Sayfa metni:
__________________________________________________
Blog yazılar

Arkandan el sallayacağımı bilmeden*: Akın Yanardağ

Tarihi hatırlamamak benim yazgım sanırım. İlk tanışmamızda kitabım çıkmış mıydı, onu da hatırlamıyorum. Ben onun izleyicisi, takipçisi ve okuruydum. İstanbul’a taşındıktan sonra sık sık görüşür olduk. Bu defa uzaktan seveni değil, kardeşi oldum. İstanbul’da Mehmet Çetin’in evinde, ne zaman gelse ilk olarak kitaplığa yönelir, sürekli yolcuklarının ve ev taşımalarının telaşıyla sağa sola verip dağıttığı kitaplarından kalan izleri, tanıdık sözleri, oluşmuş boşlukları bulup çıkarır ufkuma sererdi. Artık nereye gitse beni de çağırır, nereden dönse bana yönelirdi. Şiirini kurduğun damarı sürdür, derdi; edebiyatını yalınlık üzerine kur, içindeki damarı besle ama o damarı öte âlemlere, öte sulara, öte rüyalara da taşır. Güncelin içinde boğulma, geçmişin virane boşluklarında çok kalma, geleceğin tozlu raflarını temizle şimdiden, ardını önüne al, rüzgârın yönünü değil kokusunu al yanına.

Zaman genişti, aralıklar ise kısa. Ama yol, kendi hazırlığını yapıyordu.  İlk o zaman mı görmüştüm? Kuşkusuz Mehmet Çetin tanıştırmıştı bizi. Erdal Ceviz’in Seyr-î Mesel mekânında o gün, Çayan Demirel’in belgesel gösterimi ve kısa bir şiir dinletisi olacaktı. Dört geniş zaman, dört geniş ırmak, dört gövde gecesi idi; hayatı kuranların ortaklaştığı düş. Niye geniş, niye ırmak, niye gövde, niye düş? Yurdum dediğim bir iç denizin sonsuz adacıklar oluşturup dünyanın sokaklarına saldığı sürgünler miyiz biz?

Öyle. Bir çarşaf gibi tozunu silkmeye geldik dünyanın. Onca anaforun içinde kendi yatağında akan menzilin içindeyiz. Dahası gelmek üzereyiz! Gelmek üzereyiz çünkü Emirali Yağan ile Edward Said’i birlikte düşünmeden edemiyoruz.  Yerinden edilmiş; merkezsiz, huzursuz ve dağınık. Dünyanın bir ucu ile diğer ucu arasında gerilimli bir yerleşme ya da yerleşememe hali. Bir şey kendini tamamlamaya bir damla arıyor sanki. Buluyor da! Evet ama, damla düştüğü andan itibaren ne ilk kaynağına geri dönebilir, ne de düştüğü yerde parçalanıp dağılmaktan kurtulabilir. Bu yüzden reddettiği (devlet) ile reddedildiği (devlet) bir yerde, payına düşenin kalbini kemirdiği yerde durup eşeliyoruz külü: yol, kendi halini yaşıyor orda ama zamanla oluşan mesafe kapanmıyor. İçine doğduğu hayatı dünyanın sokaklarına taşıyan ve sonra kendini de taşıran damla gibi, “Ben dünyanın dağınıklığından geliyordum.” İşte dünyanın sokaklarını da arşınlıyor şiir.
__________________________________________________
Verilen görev 1: Akın Yanardağ yazısına göre Seyr-î Mesel mekânında kimin belgesel gösterimi yapılacaktı?
Verilen görev 2: Akın Yanardağ yazısını son cümlesinden sonra devam ettirin.

Veri kümesi kesiti:
__________________________________________________
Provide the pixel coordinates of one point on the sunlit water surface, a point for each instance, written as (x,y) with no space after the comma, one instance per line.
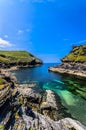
(72,91)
__________________________________________________
Beklenen yanıt 1: Çayan Demirel'in.

Beklenen yanıt 2:
Yaşasın! Gövdenin kendini hayatın orta yerine serdiği ölüm kalım günleri sonrasında, etki pratikleriyle çoğalan, sözcüklerle kurulan ve sürdürülen her şey yaşasın hatta! Hayatın geçtiği, konduğu, durduğu yerde sözcükler bunu ifade etmeye bir olanaktı. Rüya da yaşasın, aşk da! Dünya yaşasın, evet ama içinde yaşayanların küçük bir kesimi için bir ölüm biçimi olmadan yaşasın. Kendini kuran, bozan ve yeniden kuran öznenin çabası olarak yaşasın dünya. Şuna, buna, ona değil, öznesi olan hayata dönsün. Çok mu?

Çokmuş ki, dünya bir zarafet ağacı da değilmiş! İncelikler sunan bir yer de değil. Egemenlerin arka bahçelerinde bir gazap gibi yakan, yıkan, bozan kötülüğü de var. Şunu diyordu: 87 gün işkence süreci sonrası koğuşuma yani arkadaşlarımın arasına döneceğim için sevinirken kendimi bir zindanın bodrum katında rögar sisteminin bağlandığı bok çukuru içinde buldum. 24 saat boyunca, o çukur ağzıma düşmesin diye iki kolum üstteki tutunma yerinde, ağzım ise yukarıya, en yukarıya uzanacak şekilde durup bekledim.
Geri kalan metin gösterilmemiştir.